Render the records as a JSON list of strings, one string per line, from the line containing "Target: soccer ball" through the final line of the records, both included. Leave out any blank lines.

▶ RAW DATA
----

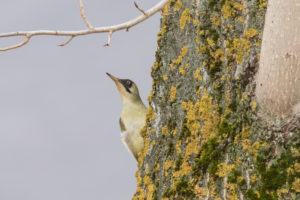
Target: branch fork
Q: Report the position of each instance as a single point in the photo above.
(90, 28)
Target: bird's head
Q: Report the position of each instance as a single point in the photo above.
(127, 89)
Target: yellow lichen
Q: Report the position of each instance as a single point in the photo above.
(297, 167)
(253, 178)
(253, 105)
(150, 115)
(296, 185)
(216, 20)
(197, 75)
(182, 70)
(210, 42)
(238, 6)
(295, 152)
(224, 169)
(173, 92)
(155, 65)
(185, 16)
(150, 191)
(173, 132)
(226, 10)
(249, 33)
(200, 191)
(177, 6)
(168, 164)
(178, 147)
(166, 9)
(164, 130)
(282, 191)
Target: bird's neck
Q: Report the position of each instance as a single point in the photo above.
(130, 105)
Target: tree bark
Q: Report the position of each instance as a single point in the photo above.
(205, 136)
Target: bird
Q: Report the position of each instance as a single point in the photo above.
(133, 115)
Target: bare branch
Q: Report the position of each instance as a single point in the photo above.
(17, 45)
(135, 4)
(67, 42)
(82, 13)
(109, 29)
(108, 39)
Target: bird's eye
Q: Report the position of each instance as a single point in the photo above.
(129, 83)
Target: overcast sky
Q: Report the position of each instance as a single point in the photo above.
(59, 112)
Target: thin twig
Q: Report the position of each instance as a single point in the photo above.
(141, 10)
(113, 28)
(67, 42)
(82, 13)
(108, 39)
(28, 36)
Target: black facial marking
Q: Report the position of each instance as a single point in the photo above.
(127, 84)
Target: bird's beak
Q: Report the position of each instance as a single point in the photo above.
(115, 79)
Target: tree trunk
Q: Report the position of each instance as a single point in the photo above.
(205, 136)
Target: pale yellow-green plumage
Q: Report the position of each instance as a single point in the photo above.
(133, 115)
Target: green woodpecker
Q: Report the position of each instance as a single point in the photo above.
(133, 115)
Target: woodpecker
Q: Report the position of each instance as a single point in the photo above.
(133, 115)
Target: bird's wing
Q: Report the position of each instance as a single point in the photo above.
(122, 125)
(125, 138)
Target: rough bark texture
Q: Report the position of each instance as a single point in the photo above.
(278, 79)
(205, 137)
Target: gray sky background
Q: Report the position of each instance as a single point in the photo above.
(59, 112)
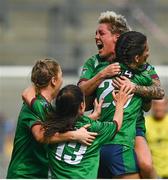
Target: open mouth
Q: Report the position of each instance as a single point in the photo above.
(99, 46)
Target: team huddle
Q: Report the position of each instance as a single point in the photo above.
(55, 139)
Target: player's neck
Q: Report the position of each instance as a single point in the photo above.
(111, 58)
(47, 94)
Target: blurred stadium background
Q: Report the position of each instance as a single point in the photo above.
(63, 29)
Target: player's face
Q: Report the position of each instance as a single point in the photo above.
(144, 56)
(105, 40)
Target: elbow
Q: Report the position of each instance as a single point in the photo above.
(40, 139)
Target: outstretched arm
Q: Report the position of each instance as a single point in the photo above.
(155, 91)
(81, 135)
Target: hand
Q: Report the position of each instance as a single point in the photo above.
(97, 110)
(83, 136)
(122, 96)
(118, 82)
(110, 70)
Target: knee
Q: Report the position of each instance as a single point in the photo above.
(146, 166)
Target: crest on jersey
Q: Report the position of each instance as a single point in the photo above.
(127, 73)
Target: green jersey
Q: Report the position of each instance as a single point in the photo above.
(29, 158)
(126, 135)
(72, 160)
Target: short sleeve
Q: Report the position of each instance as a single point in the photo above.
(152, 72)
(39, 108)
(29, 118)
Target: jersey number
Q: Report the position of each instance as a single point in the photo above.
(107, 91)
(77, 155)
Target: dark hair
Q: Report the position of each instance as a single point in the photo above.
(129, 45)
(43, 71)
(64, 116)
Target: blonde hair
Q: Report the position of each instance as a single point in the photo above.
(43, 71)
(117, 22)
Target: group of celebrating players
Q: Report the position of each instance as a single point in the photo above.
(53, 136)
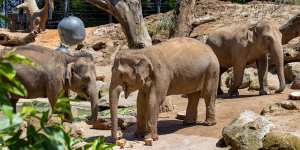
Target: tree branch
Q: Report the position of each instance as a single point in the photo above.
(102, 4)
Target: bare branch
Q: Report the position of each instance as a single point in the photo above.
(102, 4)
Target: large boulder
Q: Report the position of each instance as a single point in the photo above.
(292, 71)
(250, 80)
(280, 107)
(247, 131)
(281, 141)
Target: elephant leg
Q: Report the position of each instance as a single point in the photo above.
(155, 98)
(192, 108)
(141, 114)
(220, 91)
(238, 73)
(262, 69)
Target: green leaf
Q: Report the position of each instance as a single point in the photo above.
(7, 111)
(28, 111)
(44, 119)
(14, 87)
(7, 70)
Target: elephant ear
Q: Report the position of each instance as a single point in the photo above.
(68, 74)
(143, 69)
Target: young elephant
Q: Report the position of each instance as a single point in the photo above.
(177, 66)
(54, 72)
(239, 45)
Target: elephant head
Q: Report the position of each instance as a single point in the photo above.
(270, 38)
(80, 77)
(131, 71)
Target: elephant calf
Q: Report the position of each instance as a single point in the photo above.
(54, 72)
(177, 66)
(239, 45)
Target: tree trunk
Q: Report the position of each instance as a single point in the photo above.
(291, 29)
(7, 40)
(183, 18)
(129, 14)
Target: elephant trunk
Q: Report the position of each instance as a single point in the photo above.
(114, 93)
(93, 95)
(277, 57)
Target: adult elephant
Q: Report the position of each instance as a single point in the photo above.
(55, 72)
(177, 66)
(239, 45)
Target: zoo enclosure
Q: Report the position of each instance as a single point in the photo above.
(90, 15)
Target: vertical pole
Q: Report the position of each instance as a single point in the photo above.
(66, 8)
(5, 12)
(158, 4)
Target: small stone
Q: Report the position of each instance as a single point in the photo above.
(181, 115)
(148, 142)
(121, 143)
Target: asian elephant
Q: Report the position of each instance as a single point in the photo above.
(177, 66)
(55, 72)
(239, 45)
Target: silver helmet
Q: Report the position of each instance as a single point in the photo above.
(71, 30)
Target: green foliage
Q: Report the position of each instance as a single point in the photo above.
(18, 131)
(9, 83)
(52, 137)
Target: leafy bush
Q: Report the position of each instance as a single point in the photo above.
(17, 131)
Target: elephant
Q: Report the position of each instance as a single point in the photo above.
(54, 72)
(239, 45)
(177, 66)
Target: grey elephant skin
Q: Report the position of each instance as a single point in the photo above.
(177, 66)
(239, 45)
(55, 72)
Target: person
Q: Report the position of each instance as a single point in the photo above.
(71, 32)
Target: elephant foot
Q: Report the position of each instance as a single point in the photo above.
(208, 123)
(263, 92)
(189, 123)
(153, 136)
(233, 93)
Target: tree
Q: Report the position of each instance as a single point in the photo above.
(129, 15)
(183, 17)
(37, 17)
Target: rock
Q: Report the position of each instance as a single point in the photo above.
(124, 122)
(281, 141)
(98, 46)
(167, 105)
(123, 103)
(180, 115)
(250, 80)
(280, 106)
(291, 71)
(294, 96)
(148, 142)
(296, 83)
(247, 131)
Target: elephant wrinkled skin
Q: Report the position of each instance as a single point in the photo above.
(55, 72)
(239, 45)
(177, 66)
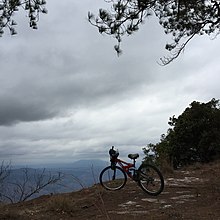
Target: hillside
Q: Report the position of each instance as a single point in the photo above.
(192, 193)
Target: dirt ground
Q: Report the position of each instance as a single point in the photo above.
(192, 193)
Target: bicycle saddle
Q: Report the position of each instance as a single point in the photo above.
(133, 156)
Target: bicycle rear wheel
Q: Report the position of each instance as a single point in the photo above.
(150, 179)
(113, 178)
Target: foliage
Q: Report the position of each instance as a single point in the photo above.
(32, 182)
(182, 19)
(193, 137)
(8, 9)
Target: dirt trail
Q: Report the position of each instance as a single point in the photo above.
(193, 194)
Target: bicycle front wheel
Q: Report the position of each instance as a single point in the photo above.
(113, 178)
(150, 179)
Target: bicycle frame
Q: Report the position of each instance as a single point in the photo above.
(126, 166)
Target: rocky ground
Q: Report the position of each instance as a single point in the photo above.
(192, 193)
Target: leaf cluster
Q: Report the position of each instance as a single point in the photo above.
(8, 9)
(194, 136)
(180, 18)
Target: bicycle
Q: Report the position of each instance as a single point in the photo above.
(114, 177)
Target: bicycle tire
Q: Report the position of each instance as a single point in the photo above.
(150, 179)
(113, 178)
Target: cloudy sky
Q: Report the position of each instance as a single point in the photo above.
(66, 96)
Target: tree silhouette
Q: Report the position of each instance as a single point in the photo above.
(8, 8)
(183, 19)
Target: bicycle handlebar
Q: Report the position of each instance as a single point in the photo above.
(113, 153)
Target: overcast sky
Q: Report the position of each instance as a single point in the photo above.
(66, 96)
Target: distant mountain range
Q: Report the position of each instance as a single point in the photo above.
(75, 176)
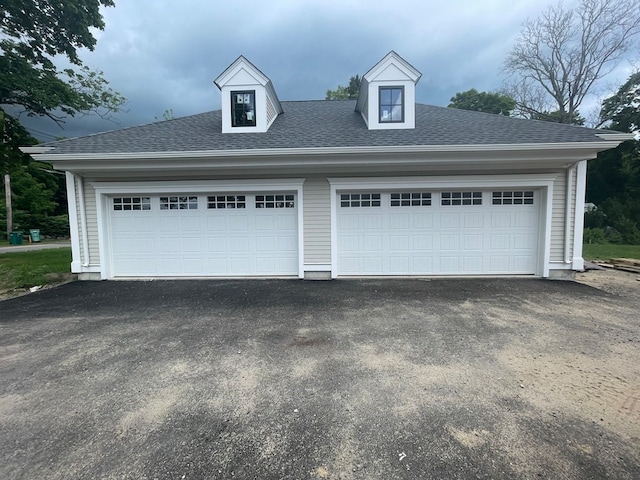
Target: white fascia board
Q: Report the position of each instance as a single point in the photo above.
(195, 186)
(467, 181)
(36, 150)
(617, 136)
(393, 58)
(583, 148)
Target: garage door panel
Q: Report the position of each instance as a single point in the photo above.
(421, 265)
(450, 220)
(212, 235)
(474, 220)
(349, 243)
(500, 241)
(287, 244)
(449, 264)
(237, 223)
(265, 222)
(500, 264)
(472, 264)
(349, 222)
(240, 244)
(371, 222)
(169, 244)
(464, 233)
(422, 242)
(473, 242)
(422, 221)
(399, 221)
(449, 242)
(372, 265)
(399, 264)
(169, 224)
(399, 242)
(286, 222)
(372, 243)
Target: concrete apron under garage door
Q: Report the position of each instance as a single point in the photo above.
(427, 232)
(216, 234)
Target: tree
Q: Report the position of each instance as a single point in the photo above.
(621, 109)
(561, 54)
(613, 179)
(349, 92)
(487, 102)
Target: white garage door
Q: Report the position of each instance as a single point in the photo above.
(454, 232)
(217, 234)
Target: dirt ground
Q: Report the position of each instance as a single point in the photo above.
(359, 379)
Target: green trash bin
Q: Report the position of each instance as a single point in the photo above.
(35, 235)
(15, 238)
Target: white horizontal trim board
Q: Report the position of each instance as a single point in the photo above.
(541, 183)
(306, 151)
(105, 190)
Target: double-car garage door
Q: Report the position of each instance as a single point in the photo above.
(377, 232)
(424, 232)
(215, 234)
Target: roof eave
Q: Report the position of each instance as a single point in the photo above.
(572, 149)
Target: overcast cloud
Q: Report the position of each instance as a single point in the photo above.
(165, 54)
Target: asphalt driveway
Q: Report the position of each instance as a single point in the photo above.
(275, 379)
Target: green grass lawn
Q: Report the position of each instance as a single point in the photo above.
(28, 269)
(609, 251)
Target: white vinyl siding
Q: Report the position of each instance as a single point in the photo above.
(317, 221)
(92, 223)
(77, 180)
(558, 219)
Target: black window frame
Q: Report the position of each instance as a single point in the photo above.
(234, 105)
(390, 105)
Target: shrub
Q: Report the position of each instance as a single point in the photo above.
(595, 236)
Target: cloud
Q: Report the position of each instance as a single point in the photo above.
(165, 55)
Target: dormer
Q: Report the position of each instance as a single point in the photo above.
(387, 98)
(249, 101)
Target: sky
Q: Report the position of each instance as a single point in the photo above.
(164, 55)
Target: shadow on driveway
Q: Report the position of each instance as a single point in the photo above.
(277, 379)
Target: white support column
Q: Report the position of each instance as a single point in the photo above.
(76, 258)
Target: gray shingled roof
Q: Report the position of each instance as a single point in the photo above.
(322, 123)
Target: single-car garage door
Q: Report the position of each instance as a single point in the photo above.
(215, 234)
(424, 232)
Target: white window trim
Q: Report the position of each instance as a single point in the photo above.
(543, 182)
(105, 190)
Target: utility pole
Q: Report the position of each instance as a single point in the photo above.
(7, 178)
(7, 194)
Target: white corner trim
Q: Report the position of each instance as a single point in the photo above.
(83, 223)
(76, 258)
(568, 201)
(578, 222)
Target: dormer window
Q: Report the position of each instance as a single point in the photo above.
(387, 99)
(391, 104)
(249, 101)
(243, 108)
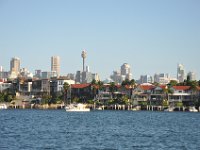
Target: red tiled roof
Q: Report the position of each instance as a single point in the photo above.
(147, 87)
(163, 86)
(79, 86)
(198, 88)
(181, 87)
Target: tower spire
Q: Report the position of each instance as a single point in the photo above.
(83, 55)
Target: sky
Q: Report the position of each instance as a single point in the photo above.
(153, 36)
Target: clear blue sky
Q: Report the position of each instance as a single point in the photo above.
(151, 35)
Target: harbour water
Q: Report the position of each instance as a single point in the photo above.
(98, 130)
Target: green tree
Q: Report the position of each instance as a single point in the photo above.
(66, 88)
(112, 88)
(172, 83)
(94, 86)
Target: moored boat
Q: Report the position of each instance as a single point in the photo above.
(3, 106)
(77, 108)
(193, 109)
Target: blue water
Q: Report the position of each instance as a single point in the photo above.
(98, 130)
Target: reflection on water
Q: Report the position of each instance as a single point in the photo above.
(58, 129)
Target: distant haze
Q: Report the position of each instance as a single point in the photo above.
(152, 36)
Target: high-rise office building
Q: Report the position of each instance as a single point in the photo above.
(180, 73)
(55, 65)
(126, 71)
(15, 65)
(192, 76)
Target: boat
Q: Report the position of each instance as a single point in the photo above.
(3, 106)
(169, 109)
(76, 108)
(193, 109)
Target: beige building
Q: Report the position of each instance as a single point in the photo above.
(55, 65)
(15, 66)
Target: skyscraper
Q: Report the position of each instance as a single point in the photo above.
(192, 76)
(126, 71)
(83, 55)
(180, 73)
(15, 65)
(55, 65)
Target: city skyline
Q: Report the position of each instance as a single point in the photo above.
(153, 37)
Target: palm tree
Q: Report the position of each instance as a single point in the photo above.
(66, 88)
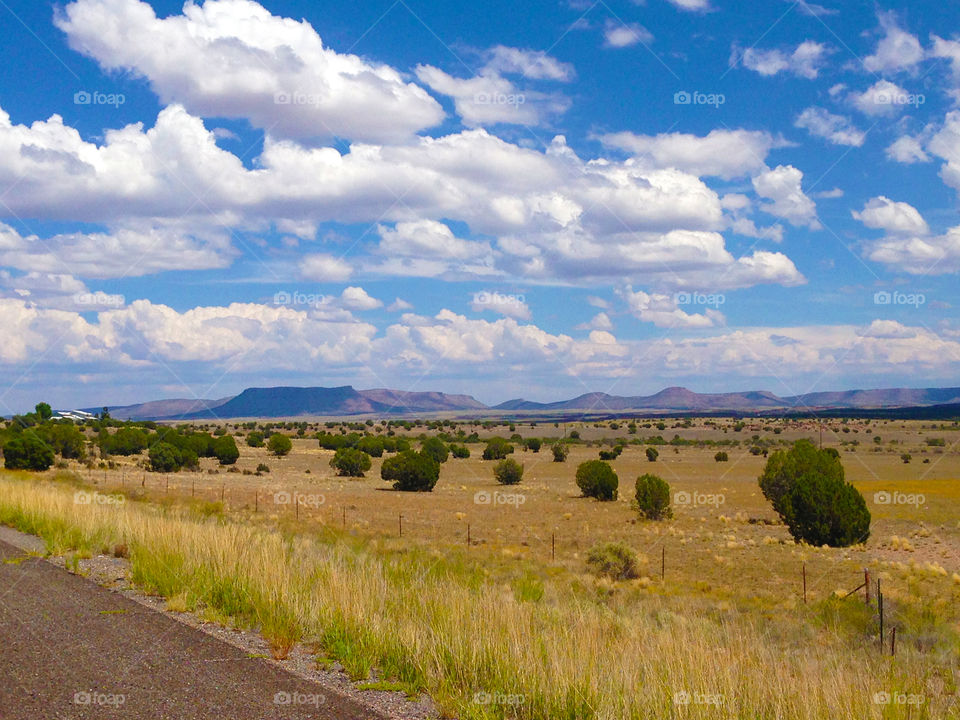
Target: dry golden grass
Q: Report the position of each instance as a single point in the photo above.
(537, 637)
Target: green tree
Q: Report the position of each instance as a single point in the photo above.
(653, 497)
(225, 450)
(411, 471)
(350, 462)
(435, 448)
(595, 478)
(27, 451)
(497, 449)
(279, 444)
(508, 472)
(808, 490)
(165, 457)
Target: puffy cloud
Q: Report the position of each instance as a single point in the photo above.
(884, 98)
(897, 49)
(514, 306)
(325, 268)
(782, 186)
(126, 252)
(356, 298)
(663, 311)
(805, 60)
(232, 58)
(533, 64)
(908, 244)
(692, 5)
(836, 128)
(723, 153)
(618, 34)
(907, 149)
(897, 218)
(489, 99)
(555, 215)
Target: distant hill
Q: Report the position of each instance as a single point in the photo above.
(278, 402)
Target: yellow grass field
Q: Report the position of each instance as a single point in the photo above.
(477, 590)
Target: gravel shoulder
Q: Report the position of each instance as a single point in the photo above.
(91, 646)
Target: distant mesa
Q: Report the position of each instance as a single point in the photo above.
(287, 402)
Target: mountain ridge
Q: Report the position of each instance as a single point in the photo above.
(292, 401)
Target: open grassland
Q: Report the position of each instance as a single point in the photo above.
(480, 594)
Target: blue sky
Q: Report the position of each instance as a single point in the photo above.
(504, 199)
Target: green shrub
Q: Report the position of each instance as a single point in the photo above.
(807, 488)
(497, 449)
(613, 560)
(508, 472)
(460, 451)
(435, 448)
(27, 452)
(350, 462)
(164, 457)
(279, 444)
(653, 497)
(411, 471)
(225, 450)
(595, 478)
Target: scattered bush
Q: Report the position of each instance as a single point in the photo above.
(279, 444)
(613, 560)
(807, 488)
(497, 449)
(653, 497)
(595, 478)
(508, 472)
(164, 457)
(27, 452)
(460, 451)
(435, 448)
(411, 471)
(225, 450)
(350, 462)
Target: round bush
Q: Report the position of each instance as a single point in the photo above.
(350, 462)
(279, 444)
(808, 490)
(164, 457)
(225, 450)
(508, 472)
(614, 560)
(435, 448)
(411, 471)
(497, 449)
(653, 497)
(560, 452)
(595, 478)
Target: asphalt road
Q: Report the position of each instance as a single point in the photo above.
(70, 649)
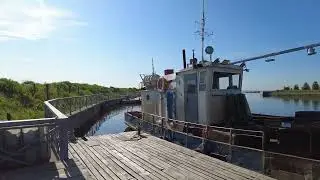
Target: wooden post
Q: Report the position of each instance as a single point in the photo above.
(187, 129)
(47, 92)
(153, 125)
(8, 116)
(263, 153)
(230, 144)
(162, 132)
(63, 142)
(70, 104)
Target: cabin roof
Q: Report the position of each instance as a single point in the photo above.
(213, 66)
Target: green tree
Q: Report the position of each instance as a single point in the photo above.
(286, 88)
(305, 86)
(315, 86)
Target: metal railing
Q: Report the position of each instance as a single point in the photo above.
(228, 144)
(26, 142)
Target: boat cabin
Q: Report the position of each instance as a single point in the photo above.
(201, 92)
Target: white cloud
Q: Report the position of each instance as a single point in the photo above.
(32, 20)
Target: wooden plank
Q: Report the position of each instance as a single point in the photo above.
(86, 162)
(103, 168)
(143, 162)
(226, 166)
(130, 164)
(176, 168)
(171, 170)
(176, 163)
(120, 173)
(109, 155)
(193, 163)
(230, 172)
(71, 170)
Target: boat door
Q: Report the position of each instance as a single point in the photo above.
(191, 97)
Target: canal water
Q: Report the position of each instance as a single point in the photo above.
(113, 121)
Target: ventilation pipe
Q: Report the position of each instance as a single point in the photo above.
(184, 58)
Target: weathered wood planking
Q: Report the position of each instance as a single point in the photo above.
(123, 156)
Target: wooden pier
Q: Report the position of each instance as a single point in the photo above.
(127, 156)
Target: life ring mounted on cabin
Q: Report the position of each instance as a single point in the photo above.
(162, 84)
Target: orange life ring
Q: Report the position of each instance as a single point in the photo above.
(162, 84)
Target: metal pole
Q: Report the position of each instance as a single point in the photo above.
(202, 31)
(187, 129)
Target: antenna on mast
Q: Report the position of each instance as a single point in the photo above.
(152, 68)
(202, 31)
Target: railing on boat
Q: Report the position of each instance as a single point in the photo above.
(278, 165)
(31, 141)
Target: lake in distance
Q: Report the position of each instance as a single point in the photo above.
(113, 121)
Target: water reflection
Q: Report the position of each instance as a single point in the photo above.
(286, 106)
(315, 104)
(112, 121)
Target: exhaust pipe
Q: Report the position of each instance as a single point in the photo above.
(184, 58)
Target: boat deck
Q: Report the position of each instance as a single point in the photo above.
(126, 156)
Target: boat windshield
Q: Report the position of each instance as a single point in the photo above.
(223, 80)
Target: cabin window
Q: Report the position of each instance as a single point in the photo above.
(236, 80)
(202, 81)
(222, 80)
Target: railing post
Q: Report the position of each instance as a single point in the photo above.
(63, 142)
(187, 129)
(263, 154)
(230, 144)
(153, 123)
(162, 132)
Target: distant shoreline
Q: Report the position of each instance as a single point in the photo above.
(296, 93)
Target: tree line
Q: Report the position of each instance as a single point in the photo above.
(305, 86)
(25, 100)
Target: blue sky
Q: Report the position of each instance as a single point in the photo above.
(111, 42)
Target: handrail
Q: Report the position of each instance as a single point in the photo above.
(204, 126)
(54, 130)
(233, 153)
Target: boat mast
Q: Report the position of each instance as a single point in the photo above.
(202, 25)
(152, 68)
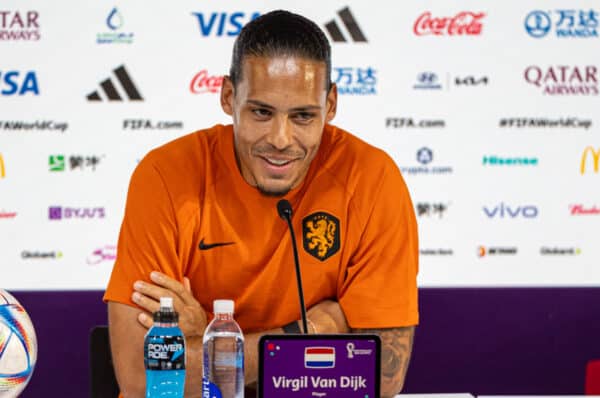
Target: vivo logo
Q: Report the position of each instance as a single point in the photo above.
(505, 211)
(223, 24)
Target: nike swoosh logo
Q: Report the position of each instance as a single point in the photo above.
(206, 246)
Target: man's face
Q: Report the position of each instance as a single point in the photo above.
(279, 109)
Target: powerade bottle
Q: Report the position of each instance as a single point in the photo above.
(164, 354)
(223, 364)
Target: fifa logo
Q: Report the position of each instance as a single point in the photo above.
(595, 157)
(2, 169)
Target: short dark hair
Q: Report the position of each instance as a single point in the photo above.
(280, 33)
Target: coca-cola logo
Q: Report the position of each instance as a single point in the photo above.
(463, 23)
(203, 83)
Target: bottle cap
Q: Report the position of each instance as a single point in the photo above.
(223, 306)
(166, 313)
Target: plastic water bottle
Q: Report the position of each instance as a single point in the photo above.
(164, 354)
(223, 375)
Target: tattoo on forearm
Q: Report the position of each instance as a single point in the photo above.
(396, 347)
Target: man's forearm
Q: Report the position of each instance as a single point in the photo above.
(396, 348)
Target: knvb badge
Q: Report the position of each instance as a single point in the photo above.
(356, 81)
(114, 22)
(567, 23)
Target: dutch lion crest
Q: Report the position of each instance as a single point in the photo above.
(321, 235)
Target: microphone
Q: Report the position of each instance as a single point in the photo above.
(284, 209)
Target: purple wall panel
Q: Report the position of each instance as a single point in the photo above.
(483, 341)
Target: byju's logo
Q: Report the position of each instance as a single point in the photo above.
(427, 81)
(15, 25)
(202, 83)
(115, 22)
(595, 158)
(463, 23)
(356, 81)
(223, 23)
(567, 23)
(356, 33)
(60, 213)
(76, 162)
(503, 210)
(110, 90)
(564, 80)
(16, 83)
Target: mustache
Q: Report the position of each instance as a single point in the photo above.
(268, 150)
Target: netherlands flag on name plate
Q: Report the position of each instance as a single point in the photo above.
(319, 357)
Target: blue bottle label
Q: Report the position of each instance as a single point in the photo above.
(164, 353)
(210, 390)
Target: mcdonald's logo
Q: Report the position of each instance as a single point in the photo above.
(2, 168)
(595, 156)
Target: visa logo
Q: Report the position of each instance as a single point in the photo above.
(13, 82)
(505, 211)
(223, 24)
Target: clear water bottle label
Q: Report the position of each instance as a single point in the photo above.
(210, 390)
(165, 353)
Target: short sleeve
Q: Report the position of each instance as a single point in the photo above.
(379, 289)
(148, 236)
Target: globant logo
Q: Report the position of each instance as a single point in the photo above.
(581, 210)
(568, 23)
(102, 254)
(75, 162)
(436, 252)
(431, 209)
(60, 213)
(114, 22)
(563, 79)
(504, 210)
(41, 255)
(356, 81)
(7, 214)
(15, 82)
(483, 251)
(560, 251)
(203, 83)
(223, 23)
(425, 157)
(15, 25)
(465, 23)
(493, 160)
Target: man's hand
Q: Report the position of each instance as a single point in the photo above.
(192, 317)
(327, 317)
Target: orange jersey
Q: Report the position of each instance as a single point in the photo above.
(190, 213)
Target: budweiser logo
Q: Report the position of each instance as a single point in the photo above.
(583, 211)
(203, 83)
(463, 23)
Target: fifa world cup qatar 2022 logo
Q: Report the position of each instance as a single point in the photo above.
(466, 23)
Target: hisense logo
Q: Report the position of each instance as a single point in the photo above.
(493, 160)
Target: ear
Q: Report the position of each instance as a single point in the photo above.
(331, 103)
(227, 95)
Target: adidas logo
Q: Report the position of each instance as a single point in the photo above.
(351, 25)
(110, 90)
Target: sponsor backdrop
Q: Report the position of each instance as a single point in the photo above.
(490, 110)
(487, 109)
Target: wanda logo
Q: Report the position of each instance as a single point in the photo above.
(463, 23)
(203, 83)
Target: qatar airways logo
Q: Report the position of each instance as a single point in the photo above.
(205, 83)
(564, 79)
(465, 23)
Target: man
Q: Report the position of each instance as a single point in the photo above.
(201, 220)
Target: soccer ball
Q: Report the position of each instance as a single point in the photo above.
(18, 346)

----

▶ COMPLETE OUTPUT
[
  "Target: soccer ball",
  "Q: Report the position of each instance as a single point in the photo above.",
  "(18, 346)"
]